Location annotation dataset excerpts
****************

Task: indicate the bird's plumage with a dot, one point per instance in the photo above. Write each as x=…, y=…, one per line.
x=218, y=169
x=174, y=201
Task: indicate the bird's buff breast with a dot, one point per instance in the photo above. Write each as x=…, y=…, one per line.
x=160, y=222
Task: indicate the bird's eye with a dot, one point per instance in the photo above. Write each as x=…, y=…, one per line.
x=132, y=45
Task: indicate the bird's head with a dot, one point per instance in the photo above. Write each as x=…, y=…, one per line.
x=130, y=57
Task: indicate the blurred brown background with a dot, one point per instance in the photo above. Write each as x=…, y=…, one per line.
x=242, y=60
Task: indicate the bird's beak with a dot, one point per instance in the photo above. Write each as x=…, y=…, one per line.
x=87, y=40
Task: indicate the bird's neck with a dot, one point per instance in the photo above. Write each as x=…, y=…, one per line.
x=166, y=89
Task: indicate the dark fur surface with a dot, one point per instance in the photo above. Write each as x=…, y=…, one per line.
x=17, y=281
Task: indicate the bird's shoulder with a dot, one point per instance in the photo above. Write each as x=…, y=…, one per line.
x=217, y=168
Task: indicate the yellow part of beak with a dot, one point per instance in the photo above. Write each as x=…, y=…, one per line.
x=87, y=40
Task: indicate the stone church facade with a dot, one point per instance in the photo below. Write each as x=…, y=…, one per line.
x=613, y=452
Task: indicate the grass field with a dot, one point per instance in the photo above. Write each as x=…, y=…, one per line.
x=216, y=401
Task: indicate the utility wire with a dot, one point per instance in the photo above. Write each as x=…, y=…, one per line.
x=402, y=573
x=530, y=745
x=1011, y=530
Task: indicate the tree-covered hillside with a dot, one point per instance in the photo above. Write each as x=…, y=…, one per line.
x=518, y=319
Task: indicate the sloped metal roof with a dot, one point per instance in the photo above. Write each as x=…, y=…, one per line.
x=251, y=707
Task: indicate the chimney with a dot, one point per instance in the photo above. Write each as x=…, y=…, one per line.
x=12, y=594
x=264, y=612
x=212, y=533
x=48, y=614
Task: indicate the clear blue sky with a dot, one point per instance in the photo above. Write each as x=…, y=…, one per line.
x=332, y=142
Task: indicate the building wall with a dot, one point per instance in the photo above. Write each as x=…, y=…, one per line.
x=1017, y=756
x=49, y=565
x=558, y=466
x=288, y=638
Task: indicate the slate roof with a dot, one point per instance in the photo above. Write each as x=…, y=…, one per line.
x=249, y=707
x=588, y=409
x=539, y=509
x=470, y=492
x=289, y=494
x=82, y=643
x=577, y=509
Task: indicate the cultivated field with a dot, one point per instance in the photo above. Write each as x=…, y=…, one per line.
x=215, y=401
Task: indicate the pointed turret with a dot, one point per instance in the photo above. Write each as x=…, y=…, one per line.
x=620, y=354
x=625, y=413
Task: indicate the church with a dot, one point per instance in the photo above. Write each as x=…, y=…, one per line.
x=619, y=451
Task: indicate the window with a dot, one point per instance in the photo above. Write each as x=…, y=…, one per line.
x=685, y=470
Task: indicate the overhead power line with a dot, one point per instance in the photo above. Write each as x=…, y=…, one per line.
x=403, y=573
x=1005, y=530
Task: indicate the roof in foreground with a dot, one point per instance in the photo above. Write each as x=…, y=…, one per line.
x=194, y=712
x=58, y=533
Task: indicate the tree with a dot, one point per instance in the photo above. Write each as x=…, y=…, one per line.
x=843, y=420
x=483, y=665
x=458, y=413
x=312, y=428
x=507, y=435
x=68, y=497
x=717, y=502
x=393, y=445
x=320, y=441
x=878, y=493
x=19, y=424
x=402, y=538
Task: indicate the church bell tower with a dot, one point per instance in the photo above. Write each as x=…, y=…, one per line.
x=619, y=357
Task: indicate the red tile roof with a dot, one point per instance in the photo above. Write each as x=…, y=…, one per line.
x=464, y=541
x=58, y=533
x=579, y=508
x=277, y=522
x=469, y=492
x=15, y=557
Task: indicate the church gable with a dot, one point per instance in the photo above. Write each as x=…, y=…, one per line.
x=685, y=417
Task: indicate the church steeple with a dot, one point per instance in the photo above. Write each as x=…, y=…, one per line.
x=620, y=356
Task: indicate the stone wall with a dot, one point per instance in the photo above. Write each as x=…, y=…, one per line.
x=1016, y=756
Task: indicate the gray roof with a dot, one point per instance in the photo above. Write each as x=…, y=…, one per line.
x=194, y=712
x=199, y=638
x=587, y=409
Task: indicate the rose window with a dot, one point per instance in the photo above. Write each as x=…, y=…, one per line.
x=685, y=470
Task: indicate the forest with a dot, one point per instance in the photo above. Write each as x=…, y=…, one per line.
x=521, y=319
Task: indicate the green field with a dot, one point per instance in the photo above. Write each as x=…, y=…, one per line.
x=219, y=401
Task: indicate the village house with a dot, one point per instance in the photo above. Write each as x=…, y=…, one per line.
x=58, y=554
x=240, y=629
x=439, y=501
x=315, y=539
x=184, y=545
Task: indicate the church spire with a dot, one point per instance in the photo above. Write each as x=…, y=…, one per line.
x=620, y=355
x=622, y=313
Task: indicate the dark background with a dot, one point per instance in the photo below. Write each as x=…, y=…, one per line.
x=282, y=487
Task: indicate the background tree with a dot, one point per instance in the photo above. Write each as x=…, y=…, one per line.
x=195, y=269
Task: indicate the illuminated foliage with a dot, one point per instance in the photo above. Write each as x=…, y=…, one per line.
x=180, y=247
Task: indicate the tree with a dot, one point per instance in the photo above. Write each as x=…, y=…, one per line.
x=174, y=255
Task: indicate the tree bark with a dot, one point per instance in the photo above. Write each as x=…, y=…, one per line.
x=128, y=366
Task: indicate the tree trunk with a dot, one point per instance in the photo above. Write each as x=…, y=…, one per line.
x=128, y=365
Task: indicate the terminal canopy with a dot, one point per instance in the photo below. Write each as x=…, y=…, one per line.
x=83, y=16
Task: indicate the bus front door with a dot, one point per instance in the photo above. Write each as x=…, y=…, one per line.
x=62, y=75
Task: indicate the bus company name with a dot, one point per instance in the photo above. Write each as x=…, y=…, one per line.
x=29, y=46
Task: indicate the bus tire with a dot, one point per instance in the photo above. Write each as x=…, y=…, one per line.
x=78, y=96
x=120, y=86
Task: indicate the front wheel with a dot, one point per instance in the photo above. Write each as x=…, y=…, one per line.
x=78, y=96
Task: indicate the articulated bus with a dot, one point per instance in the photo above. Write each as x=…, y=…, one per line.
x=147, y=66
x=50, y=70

****************

- Task to carry out -
Format the lines above as a JSON list of strings, with one string per line and blank lines omitted.

- Final result -
[
  "Task: indicate the bird's plumage with a dot, one point per instance in the photo above. Write each as x=…, y=…, one per line.",
  "x=218, y=169",
  "x=174, y=201",
  "Task: indicate the bird's buff breast with a dot, one point per instance in the photo above. Write each as x=…, y=…, one per line.",
  "x=160, y=222",
  "Task: indicate the bird's eye with a dot, one point per instance in the photo above. Write each as x=…, y=…, one per line.",
  "x=132, y=45",
  "Task: indicate the bird's head with a dot, one point per instance in the photo above. Write each as x=…, y=…, one per line.",
  "x=130, y=57",
  "Task: indicate the blurred brown background with a dot, one point per instance in the photo above. Write each as x=…, y=…, one per line.",
  "x=242, y=60",
  "Task: indicate the bird's beak with a dot, one point per instance in the photo above. Write each as x=…, y=…, one per line.",
  "x=87, y=40",
  "Task: indicate the bird's neck with a dot, one point per instance in the photo above. Write each as x=…, y=…, one per line.",
  "x=166, y=89",
  "Task: indicate the dark fur surface with a dot, one point per instance in the photo above. Write each as x=…, y=…, one per line.",
  "x=17, y=281",
  "Task: indicate the bird's shoulder with a dot, one point per instance in the photo above. Write each as x=…, y=…, one per line.",
  "x=217, y=168",
  "Task: indicate the yellow part of beak with a dot, one point per instance in the photo above. Write each as x=…, y=…, one per line.",
  "x=87, y=40",
  "Task: indicate the stone church facade with a dot, one point per instance in the photo below. Write each as x=…, y=…, one per line.",
  "x=613, y=452",
  "Task: indicate the grass field with a dot, one point per instance in the photo above. Write each as x=…, y=…, one per line.",
  "x=216, y=401",
  "Task: indicate the utility wire with a dot, one point per instance in the photo above. Write each as x=…, y=…, one per line.",
  "x=402, y=573",
  "x=530, y=745",
  "x=1011, y=530",
  "Task: indicate the tree-covered hillside with a dot, one point per instance in the photo above. Write each as x=…, y=…, one per line.",
  "x=518, y=319",
  "Task: indicate the sloped metal roof with a dot, one point per instance in the photo above. Write each as x=…, y=…, one per line.",
  "x=251, y=707",
  "Task: indicate the chimney with a dot, one point per instance in the photo above. Write each as x=…, y=…, one per line.",
  "x=12, y=594",
  "x=264, y=612",
  "x=212, y=533",
  "x=48, y=614",
  "Task: indicate the clear blue sky with a dot, one point per instance in the photo above. Write each as x=…, y=…, one per line.",
  "x=332, y=142",
  "Task: indicate the building wall with a dot, one point per instance in the photo above. Write each as x=…, y=…, one per line.",
  "x=1017, y=756",
  "x=49, y=565",
  "x=558, y=466",
  "x=288, y=638",
  "Task: indicate the slate roof with a dot, one point per instance in the photo above. Write each as x=…, y=…, one per line.",
  "x=249, y=707",
  "x=588, y=409",
  "x=539, y=509",
  "x=470, y=492",
  "x=289, y=494",
  "x=82, y=643",
  "x=577, y=509",
  "Task: indicate the cultivated field with a dot, one point per instance in the photo above. Write each as x=…, y=…, one per line.",
  "x=215, y=401",
  "Task: indicate the pointed turret with a dot, one point per instance in the photo above. Write each as x=…, y=…, one per line.",
  "x=620, y=354",
  "x=625, y=413",
  "Task: indicate the church with a dot, one point per instance in the photo above. Write each as x=…, y=…, one per line.",
  "x=619, y=451",
  "Task: indicate the window with a dot, one point per instance in the photo above. Write each as x=…, y=…, one per line.",
  "x=685, y=470",
  "Task: indicate the overhead power line with a dot, one point per instance in the photo above. Write each as x=…, y=…, one per line.",
  "x=403, y=573",
  "x=1005, y=530",
  "Task: indicate the roof in foreground with a dot, one point per instance in the photo above. Write each as x=…, y=…, one per line.",
  "x=194, y=712",
  "x=58, y=533",
  "Task: indicate the tree with a dot, one point per instance in the photo above. Write each as x=…, y=…, one per line.",
  "x=843, y=420",
  "x=483, y=665",
  "x=458, y=413",
  "x=312, y=428",
  "x=507, y=435",
  "x=68, y=497",
  "x=717, y=502",
  "x=393, y=445",
  "x=320, y=441",
  "x=878, y=493",
  "x=19, y=424",
  "x=402, y=538",
  "Task: indicate the church bell tower with a dot, one point per instance in the photo above. Write each as x=…, y=…, one per line.",
  "x=619, y=357",
  "Task: indicate the red tile roof with a dot, one point per instance in the photo above. Write each as x=…, y=…, one per line.",
  "x=464, y=541",
  "x=58, y=533",
  "x=579, y=508",
  "x=277, y=522",
  "x=469, y=492",
  "x=15, y=557",
  "Task: indicate the church gable with a dot, one point per instance in the photo above. Write each as x=…, y=…, one per line.",
  "x=685, y=417",
  "Task: indicate the church steeple with a dot, one point per instance in the photo above. Write each as x=…, y=…, one per line.",
  "x=620, y=356",
  "Task: indicate the stone wall with a dot, one point per instance in the photo above. Write each as x=…, y=…, one per line.",
  "x=1016, y=756",
  "Task: indicate the gray roof with a dot, one point per instance in the photo above. Write each as x=…, y=…, one per line.",
  "x=194, y=712",
  "x=199, y=638",
  "x=587, y=409",
  "Task: indicate the rose window with a dot, one point per instance in the photo above. Write each as x=…, y=…, one per line.",
  "x=685, y=470",
  "Task: indicate the forest with a dot, one point per instance in the photo above. Write each as x=…, y=…, one per line.",
  "x=521, y=319",
  "Task: indicate the green field with a dot, one point per instance in the photo above. Write each as x=…, y=…, one per line.",
  "x=219, y=401",
  "Task: indicate the village house with a dot, one point per instance in the photo above. Write each as x=…, y=…, one per line.",
  "x=58, y=554",
  "x=240, y=629",
  "x=439, y=501",
  "x=315, y=539",
  "x=184, y=545",
  "Task: indicate the church spire with a dot, one point per instance in the photo above. Write each as x=…, y=…, one per line.",
  "x=620, y=355",
  "x=622, y=313",
  "Task: indicate the dark background with a dot, one point per instance in the photo below. Write each as x=…, y=…, one per line.",
  "x=282, y=487",
  "Task: indicate the background tree with a dot, one point per instance in the photo above. Write each as x=…, y=…, one per line.",
  "x=195, y=269",
  "Task: indicate the illuminated foliage with a dot, one point per instance in the photo above. Write each as x=…, y=…, one per line.",
  "x=180, y=247",
  "Task: indicate the tree with a dot, one point per instance in the photo above. Write each as x=…, y=…, one per line.",
  "x=174, y=255",
  "Task: indicate the tree bark with a dot, one point per instance in the photo above. Write each as x=…, y=…, one per line.",
  "x=128, y=366",
  "Task: indicate the tree trunk with a dot, one point per instance in the photo above. Write each as x=…, y=…, one per line.",
  "x=128, y=365",
  "Task: indicate the terminal canopy with a dot, one point per instance in the photo below. Write each as x=…, y=…, one per line.",
  "x=83, y=16",
  "Task: indicate the bus front door with a dot, one point per instance in the photo above. Write each as x=…, y=…, one per line.",
  "x=62, y=75",
  "Task: indicate the bus company name with a dot, one point per instance in the photo above. Write each as x=…, y=…, one per line.",
  "x=29, y=46",
  "Task: indicate the bus tire with a dot, one point per instance in the photo above. Write each as x=…, y=…, one per line.",
  "x=78, y=96",
  "x=120, y=86",
  "Task: indicate the front wheel with a dot, one point per instance in the photo above. Write each as x=…, y=…, one per line.",
  "x=78, y=96",
  "Task: indicate the articulated bus with a dot, one point per instance in the photo above. Write each as x=…, y=…, one per line.",
  "x=147, y=66",
  "x=50, y=70"
]